--- START OF Provided records ---

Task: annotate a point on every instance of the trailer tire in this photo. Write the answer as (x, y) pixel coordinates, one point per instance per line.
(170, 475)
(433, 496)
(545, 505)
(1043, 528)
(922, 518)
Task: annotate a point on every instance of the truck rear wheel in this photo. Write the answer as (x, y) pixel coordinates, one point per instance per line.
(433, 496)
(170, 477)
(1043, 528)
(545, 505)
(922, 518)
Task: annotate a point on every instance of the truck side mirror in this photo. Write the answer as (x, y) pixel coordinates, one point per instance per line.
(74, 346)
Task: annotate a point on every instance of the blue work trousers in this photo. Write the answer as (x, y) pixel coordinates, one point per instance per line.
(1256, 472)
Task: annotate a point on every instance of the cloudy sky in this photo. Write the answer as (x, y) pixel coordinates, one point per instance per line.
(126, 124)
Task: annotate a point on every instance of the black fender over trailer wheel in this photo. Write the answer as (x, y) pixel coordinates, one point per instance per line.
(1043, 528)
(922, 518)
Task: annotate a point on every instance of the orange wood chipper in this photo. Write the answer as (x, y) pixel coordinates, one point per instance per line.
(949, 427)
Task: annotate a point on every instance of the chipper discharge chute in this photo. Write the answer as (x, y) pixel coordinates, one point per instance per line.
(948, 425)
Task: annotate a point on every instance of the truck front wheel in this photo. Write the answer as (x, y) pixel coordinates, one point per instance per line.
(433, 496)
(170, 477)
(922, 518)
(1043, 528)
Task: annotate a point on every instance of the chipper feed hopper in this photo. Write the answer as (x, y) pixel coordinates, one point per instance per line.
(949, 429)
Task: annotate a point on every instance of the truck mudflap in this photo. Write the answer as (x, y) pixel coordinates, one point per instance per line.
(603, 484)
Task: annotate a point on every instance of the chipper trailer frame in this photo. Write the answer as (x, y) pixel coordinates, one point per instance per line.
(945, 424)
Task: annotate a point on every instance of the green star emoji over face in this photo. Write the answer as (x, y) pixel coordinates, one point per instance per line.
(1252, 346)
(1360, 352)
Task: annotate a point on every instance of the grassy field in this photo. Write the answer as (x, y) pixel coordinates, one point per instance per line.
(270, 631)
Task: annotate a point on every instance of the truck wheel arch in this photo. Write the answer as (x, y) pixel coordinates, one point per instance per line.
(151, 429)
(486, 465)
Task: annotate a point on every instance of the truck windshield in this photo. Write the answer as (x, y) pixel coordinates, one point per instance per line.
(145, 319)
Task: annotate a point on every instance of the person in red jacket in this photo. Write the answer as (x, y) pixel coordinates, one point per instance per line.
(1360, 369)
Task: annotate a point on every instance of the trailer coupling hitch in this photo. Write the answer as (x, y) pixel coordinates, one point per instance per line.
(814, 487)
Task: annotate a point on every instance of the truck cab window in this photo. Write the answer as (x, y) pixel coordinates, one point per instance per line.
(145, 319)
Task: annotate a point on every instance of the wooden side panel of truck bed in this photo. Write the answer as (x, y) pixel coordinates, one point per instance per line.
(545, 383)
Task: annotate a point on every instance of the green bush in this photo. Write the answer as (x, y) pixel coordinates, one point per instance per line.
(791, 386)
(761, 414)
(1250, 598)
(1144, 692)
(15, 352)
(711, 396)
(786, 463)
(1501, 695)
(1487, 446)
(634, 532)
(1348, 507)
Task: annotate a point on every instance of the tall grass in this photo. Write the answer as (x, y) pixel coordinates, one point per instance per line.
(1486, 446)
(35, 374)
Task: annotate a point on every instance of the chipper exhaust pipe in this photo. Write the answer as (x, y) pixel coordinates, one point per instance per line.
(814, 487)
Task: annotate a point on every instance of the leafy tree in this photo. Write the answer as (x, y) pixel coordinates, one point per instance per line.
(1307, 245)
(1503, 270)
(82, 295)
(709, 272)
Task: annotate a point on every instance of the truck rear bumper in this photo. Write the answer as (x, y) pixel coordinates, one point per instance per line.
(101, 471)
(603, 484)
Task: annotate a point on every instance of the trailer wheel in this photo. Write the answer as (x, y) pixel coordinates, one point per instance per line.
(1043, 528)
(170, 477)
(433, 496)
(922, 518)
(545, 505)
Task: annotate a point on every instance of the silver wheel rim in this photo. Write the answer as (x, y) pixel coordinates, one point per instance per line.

--- END OF Provided records ---

_Written request:_
Rewrite the records above, substituting "image coordinates" for every occurrence of "pixel coordinates" and leaving all other text as it is.

_Solution below:_
Task: annotate a point on every instance of the trailer tire in this photo. Write the answer as (x, y) image coordinates, one point per instance per line.
(170, 475)
(433, 496)
(545, 505)
(1043, 528)
(922, 518)
Task: annotate a point on every instance of the truck rear wheel in this photo. Write the answer as (x, y) image coordinates, one point per instance per line.
(433, 496)
(170, 477)
(1043, 528)
(545, 505)
(922, 518)
Task: annotate a point on every instance of the truck side mirror in this photo. Write the answer as (x, y) image coordinates, one point per instance per line.
(74, 346)
Task: annotate a point on every instance of the blue work trousers in this photo. Write the answer as (x, y) image coordinates, one point per instance per line.
(1256, 472)
Task: annotate a point on every instance of the cloudy sky in this photo. Write the answer as (x, y) image coordinates, one point per instance per line.
(126, 124)
Task: annotate a point on every instance of the black fender over trailer wheel in this photo. Write the answer as (x, y) image coordinates, one point per instance per line.
(1043, 528)
(922, 518)
Task: annotate a point on every instance of the orange wood chipper in this photo. Write the answer as (x, y) image coordinates, one point per instance per line.
(949, 427)
Task: annotate a point on every instance of the chipper discharge chute in this photo. Write the answer as (x, y) image coordinates, one point per instance per line.
(948, 425)
Task: annotate a point on every instance of the truck front wheel in this photo. Write the answer as (x, y) image coordinates, one point per instance per line.
(433, 496)
(170, 477)
(922, 518)
(1043, 528)
Task: annotate a point on every instance of the chipper feed hopper in this photo. Write the answer as (x, y) image coordinates, one point per instance per line.
(949, 429)
Task: annotate a point on every instance of the truck mudflap in this photo. Write the answer as (x, y) image coordinates, one point per instance per line.
(603, 484)
Task: annotate a point on every instance of the chipper trailer frame in this photo. Write the answer as (x, y) image coordinates, one point per instance per line.
(945, 424)
Task: annotate a point on every instance of the green star emoji over face in this photo. Write the answer as (x, y) image coordinates, one point per instance per line.
(1252, 346)
(1360, 352)
Task: annotate a point on every instance of the grassy field in this photo. Write the answer as (x, y) image coordinates, one point per instance per line.
(270, 631)
Task: annotate a point on every instance of the truck wheel arch in this photo. Write the answer as (x, y) image coordinates, one point per instance per line.
(151, 429)
(486, 465)
Task: annotate a point on every instance of the truck windshield in this photo. Write the answer as (x, y) image coordinates, one point per instance per line.
(145, 319)
Task: annotate a point on every instance of the person in red jacket in this photo. Write the answer as (x, y) image coordinates, one point per instance per line.
(1360, 369)
Task: annotate a point on every instance of the trailer coupling hitch in this photo. Write the answer as (x, y) image coordinates, one point per instance per line.
(814, 487)
Task: annotate a point on every instance of the truck cab window in this photo. Write the answer as (x, y) image coordinates, one point per instance per line.
(145, 319)
Task: annotate a point on every instance of the wooden side panel of truck bed in this photo. Write the answer as (x, y) image coordinates, one point per instance per line.
(545, 383)
Task: annotate a point on every instance of the green bush in this photo. Write the answer as (x, y) image coordinates, one point per instance per line.
(791, 386)
(761, 414)
(1250, 598)
(1144, 692)
(15, 352)
(711, 396)
(786, 463)
(1501, 695)
(1487, 446)
(634, 532)
(1348, 507)
Task: annotate a point on every instance of the tall grass in this photo. Write the answer as (x, y) image coordinates, one point per instance per line.
(1486, 446)
(35, 374)
Task: annotate a point on every instance of the chipper exhaust pipe in this photo. Write the answer as (x, y) image coordinates, one point per instance per line.
(814, 487)
Task: annotate a point on every instance of the leafy tree in this photo. Write the answer as (x, y) image coordinates, one point per instance per line.
(1307, 245)
(1503, 270)
(82, 295)
(709, 272)
Task: annotate a point on every instance of the truck rear bumper in this photo. Write the answer as (x, y) image coordinates, one point per instance per line.
(101, 471)
(603, 484)
Task: annotate a point on every instance of the trailer wheel in this photo. Write the answer as (x, y) image coordinates, one point per instance per line.
(1043, 528)
(170, 477)
(433, 496)
(922, 518)
(545, 505)
Task: annotate a point on every instance of the silver wheel rim in this photo. Write the answer as (x, y) image coordinates, one point per instance per line.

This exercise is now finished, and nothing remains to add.